(EXERCISE DATA Opens)

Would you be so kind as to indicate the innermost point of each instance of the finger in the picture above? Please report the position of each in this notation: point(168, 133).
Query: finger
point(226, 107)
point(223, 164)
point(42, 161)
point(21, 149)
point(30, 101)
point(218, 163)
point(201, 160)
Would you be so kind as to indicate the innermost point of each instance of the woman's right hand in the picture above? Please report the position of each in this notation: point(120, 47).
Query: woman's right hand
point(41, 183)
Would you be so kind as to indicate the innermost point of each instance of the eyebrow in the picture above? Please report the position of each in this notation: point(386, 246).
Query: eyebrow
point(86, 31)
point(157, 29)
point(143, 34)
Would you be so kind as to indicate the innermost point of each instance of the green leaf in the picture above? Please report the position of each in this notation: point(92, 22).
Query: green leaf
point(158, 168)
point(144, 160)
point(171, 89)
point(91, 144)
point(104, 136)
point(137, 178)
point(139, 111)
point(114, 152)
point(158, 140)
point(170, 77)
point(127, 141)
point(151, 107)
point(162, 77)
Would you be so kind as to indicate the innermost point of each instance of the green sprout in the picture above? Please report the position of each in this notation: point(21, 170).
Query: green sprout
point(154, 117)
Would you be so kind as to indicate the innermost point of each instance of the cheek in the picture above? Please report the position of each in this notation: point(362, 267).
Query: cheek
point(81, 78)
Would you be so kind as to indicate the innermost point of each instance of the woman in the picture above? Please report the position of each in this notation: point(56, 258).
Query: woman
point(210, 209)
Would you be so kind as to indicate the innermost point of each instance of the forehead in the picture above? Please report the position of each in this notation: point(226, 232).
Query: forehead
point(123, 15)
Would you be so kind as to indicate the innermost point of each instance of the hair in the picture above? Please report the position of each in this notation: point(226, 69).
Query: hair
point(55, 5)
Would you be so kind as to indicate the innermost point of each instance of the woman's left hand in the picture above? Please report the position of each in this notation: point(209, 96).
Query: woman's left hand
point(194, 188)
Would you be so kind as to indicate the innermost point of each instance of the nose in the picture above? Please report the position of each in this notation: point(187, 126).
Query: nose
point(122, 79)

(EXERCISE DATA Closes)

_WHAT NEEDS TO BE DONE_
Search the entries above for "Please". Show every line that has it.

_EXERCISE RESULT_
Would you be so kind as to indicate the innermost point of each instance of the finger in the picture above? Please report the position of each in this notation: point(168, 133).
Would you be so kind as to indicate the innermost point of each instance of the woman's right hand in the picture above? Please report the position of each in this notation: point(120, 47).
Would you be so kind as to indicate the innermost point of each instance of the eyebrow in the picture above? Please report the position of each in this notation: point(386, 246).
Would you be so kind as to indicate the innermost point of each instance of the green leaf in the picture above? Please report the position of each in this notation: point(92, 22).
Would you be so kind as to indicate the innermost point of each instance of the green sprout in the picture above? Please report the position of each in this notation: point(21, 170).
Would you be so kind as to indicate the innermost point of each instance of the cheek in the picture above? Please report the position of each in this notation: point(362, 267).
Would you be so kind as to indicate the innermost point of each instance of the woman in the picture above? Please report the position of each in this notation: point(56, 258).
Would you be so kind as to indicate the innermost point of each instance of the forehead in the picture above? Please report the position of each in this notation: point(226, 232).
Would you be so kind as to indicate the innermost point of each instance of the hair in the picture above? Please report the position of each in this notation: point(226, 69).
Would you be so kind as to indicate the innermost point of each instance of the woman's left hand in the picture above? Please report the position of each in this notation: point(209, 96).
Would you be so kind as to indicate the innermost point of each instance of the nose in the picture above? Please report the position of each in this notation: point(187, 126).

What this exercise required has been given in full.